◆ **TASK STATEMENT**: Count the lines in the records below that contain the word "blanket". Give only the number.

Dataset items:
______

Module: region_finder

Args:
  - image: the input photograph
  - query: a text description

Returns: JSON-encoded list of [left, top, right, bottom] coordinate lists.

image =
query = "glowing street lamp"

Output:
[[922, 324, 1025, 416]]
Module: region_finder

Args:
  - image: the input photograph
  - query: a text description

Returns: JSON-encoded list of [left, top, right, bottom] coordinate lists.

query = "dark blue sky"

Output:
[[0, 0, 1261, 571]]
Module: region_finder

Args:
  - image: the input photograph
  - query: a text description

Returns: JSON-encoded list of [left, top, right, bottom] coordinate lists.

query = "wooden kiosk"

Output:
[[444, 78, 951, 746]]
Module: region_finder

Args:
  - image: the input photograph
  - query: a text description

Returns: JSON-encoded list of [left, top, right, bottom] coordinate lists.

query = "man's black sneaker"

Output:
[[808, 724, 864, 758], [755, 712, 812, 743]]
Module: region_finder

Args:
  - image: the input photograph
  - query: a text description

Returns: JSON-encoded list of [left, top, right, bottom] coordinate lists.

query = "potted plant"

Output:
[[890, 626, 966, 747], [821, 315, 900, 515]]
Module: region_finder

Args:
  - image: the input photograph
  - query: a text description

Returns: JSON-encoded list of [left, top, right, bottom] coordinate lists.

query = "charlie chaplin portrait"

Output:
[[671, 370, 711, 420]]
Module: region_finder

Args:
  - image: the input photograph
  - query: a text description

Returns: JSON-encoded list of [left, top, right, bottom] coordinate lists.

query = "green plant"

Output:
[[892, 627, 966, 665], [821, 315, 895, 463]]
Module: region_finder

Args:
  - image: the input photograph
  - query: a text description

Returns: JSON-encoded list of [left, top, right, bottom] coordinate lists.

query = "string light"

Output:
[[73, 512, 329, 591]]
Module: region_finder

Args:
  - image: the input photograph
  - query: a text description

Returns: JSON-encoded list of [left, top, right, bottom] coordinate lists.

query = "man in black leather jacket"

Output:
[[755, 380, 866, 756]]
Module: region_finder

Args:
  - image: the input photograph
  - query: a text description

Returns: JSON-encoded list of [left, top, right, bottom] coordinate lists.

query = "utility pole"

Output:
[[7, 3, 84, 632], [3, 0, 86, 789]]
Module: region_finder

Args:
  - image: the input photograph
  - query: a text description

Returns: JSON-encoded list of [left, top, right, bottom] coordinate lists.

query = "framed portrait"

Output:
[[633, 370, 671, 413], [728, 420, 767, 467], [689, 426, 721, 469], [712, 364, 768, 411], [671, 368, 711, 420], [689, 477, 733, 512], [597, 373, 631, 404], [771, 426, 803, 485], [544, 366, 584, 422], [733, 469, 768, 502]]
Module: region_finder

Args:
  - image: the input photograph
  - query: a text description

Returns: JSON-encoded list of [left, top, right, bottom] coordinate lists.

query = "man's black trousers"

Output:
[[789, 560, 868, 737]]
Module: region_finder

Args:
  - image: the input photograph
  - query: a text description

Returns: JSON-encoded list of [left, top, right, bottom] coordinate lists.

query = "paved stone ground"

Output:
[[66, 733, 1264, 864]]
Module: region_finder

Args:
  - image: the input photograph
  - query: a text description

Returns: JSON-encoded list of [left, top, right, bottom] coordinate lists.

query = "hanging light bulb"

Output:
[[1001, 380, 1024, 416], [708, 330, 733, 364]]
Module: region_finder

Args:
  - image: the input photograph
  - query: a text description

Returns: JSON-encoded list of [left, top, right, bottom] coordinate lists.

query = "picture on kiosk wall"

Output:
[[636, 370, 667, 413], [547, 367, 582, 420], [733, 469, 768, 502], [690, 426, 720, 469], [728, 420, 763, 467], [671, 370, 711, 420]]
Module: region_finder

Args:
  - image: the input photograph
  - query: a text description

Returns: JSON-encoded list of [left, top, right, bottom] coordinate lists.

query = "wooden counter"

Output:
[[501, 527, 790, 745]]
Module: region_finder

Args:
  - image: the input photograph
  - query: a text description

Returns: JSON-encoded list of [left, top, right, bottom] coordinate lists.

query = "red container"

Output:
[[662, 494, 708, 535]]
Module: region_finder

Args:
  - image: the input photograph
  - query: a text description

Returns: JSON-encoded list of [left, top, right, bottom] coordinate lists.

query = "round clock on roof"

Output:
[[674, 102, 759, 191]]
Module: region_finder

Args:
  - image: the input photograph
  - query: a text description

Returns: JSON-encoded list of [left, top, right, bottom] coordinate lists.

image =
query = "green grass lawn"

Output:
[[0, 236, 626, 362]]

______

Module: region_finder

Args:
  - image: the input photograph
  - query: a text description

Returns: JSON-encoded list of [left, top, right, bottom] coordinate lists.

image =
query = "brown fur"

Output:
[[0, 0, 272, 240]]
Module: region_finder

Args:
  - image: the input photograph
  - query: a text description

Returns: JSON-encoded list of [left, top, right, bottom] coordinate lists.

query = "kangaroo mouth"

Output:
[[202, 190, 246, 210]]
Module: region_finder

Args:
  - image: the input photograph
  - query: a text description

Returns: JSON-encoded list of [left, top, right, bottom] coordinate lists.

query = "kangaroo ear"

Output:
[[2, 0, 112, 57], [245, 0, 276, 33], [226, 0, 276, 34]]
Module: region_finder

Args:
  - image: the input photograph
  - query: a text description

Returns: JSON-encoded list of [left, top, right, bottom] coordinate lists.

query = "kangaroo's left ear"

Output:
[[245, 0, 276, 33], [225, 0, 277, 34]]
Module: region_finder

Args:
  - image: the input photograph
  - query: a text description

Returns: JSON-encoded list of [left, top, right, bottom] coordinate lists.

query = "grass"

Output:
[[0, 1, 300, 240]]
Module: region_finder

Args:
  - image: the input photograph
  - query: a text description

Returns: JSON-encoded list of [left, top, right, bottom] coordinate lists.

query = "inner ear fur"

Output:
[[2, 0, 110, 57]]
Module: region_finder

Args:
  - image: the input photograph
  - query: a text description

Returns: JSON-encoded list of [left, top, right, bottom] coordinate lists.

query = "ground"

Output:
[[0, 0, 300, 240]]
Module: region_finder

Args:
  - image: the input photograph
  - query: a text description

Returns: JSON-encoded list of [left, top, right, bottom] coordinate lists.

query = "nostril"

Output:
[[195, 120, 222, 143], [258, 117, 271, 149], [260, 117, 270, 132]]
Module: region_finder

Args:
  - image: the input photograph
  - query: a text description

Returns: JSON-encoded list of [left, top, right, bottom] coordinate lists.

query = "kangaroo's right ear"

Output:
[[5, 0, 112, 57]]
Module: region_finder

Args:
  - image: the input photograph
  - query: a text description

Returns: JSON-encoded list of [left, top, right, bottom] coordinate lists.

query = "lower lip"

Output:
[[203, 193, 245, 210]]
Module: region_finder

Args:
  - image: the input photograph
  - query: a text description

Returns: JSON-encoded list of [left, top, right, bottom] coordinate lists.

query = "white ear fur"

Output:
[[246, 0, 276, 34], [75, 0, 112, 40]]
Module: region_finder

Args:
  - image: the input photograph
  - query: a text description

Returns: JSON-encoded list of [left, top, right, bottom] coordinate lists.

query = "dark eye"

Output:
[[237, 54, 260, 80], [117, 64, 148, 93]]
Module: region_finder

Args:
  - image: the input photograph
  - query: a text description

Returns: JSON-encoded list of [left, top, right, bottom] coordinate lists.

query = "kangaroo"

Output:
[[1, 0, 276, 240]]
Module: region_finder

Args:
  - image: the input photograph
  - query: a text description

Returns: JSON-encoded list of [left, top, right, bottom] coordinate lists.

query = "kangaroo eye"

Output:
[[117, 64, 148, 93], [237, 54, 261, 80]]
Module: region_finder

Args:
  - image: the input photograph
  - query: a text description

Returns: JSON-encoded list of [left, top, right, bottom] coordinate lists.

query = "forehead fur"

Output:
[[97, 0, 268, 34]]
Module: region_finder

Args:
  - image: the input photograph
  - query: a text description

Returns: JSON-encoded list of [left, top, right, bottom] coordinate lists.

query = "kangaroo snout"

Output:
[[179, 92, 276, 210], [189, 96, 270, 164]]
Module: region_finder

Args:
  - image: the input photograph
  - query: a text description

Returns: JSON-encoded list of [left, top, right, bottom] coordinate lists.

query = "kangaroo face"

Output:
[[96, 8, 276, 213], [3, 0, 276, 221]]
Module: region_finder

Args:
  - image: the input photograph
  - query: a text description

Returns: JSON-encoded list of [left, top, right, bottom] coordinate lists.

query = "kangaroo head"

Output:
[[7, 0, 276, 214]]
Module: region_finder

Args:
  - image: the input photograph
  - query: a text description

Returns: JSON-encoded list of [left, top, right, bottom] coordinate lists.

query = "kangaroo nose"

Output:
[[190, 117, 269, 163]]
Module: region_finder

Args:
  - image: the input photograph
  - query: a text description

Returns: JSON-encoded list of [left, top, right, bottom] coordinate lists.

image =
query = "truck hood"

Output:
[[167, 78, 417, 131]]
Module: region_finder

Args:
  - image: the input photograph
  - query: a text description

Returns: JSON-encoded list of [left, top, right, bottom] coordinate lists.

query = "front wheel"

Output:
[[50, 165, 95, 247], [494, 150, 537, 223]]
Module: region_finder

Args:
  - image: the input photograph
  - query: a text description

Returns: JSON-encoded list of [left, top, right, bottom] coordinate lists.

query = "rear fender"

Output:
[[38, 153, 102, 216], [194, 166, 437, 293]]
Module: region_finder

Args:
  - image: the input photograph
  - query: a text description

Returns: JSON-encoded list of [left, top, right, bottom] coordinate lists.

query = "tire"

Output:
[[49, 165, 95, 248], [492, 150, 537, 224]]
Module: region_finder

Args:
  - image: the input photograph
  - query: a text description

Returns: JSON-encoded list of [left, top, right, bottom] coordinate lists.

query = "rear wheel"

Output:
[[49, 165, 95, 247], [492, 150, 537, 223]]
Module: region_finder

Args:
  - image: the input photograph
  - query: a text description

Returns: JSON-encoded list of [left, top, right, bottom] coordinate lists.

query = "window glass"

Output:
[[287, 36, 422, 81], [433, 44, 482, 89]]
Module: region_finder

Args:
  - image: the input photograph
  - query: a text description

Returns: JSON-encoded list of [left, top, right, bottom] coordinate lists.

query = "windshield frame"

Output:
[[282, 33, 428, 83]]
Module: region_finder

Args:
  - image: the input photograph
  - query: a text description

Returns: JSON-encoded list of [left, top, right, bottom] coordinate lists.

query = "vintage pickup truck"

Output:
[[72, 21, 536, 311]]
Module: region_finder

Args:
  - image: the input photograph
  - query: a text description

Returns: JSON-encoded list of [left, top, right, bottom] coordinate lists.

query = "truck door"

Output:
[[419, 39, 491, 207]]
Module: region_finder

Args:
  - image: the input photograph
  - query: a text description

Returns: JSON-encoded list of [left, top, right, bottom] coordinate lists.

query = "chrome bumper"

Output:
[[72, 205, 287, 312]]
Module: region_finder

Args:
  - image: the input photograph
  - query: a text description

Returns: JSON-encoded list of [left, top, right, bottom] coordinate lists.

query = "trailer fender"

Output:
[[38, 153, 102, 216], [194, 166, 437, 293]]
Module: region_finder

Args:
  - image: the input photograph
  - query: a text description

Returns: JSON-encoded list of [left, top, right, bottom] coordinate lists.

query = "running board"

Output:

______

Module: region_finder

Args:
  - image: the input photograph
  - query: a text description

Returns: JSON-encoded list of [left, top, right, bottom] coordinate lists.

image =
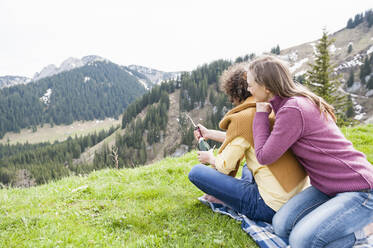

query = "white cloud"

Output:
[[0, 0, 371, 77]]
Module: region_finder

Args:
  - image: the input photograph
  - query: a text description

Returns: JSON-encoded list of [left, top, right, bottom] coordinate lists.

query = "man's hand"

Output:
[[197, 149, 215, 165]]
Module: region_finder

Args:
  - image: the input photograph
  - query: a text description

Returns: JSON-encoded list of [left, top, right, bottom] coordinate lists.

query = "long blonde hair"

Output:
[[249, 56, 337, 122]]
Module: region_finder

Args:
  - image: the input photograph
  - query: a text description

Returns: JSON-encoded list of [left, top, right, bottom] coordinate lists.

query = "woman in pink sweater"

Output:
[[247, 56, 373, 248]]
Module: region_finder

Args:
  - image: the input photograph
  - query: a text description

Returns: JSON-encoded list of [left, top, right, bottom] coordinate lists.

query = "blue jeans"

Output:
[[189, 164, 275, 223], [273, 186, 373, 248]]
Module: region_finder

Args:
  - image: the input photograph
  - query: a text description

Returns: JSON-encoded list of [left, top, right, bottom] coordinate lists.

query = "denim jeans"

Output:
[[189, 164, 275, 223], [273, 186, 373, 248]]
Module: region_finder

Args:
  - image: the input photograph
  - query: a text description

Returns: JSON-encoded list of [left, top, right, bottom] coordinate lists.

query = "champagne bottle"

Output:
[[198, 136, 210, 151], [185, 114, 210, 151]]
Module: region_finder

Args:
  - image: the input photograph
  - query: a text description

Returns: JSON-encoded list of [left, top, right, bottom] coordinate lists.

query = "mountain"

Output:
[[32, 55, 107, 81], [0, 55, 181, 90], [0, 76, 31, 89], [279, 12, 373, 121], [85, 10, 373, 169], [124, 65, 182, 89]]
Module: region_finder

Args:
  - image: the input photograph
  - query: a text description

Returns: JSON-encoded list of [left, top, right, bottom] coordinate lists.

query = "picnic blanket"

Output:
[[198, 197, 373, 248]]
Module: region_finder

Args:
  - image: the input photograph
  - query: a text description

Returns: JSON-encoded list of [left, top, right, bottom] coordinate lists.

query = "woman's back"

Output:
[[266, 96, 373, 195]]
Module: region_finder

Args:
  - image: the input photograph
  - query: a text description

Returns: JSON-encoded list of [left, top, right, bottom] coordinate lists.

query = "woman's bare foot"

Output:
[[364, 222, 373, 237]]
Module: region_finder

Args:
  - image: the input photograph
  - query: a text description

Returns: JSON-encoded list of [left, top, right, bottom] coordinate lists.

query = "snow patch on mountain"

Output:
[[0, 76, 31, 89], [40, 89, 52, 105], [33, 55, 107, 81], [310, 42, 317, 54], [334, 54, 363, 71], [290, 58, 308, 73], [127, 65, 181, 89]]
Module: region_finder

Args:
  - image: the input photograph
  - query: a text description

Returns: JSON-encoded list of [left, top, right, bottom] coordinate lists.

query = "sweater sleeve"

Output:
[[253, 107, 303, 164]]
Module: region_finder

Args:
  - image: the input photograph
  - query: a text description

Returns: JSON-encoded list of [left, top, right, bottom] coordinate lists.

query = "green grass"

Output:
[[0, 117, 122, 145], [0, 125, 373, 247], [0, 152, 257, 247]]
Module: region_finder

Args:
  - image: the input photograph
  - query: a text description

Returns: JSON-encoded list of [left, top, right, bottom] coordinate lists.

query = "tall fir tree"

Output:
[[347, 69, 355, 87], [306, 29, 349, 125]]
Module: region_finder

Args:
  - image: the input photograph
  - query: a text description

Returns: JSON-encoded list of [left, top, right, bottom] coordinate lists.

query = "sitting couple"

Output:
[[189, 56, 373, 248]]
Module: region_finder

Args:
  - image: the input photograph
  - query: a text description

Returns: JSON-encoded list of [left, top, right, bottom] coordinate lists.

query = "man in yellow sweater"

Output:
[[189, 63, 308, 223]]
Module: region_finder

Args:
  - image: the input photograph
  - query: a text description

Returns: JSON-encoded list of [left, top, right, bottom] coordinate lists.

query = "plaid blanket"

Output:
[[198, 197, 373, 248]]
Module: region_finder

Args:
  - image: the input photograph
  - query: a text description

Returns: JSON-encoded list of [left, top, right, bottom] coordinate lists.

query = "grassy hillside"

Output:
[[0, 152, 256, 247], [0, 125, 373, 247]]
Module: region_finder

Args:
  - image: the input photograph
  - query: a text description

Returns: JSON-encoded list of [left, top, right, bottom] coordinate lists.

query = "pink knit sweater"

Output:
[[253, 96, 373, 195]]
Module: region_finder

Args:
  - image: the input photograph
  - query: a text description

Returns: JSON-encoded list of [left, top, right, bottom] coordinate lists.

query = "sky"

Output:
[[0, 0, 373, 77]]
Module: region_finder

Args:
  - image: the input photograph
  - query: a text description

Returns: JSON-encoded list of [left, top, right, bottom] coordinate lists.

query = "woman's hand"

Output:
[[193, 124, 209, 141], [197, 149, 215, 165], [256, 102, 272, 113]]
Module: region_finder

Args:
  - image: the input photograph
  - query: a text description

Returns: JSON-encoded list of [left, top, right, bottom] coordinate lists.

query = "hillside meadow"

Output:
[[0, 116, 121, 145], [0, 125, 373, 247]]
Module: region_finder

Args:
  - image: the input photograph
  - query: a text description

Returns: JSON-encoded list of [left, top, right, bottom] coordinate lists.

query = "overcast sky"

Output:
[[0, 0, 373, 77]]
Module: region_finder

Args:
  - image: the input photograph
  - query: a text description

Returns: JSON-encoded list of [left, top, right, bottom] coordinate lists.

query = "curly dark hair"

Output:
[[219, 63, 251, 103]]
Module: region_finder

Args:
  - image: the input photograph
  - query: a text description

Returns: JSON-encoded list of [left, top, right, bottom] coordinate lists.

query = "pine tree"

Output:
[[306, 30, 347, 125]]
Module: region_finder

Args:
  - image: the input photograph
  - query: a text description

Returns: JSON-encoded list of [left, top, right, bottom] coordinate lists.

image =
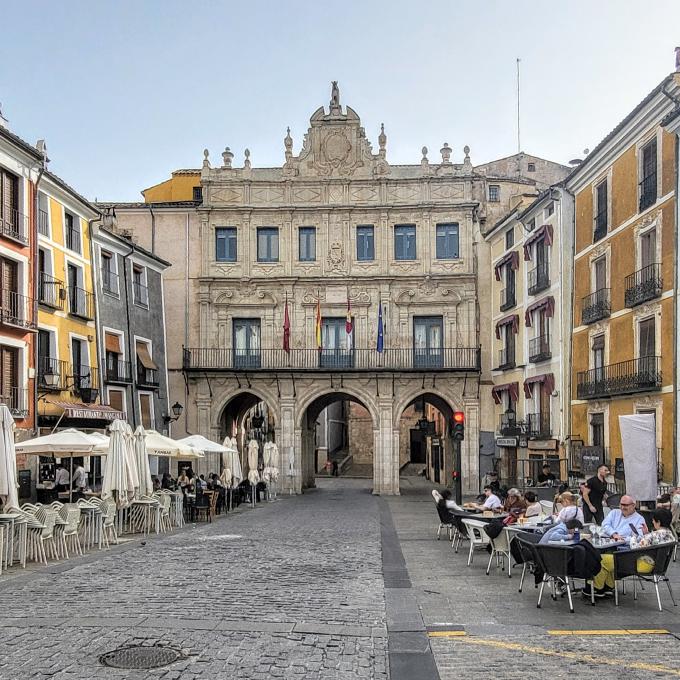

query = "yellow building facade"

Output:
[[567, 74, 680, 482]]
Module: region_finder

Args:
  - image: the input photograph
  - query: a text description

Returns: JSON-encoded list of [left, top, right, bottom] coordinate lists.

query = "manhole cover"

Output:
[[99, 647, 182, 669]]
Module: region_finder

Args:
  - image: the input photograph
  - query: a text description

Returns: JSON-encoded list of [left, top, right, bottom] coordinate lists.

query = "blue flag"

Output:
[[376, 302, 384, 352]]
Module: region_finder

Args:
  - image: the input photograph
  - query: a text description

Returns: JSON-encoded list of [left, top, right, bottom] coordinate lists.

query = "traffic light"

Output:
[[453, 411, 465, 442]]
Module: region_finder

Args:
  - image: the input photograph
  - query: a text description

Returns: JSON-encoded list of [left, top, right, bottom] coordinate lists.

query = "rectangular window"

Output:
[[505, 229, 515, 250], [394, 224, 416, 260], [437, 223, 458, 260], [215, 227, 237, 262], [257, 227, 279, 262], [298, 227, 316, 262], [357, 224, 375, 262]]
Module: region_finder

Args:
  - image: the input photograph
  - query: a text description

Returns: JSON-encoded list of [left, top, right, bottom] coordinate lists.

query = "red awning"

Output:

______

◆ **FINAL RESULT**: 2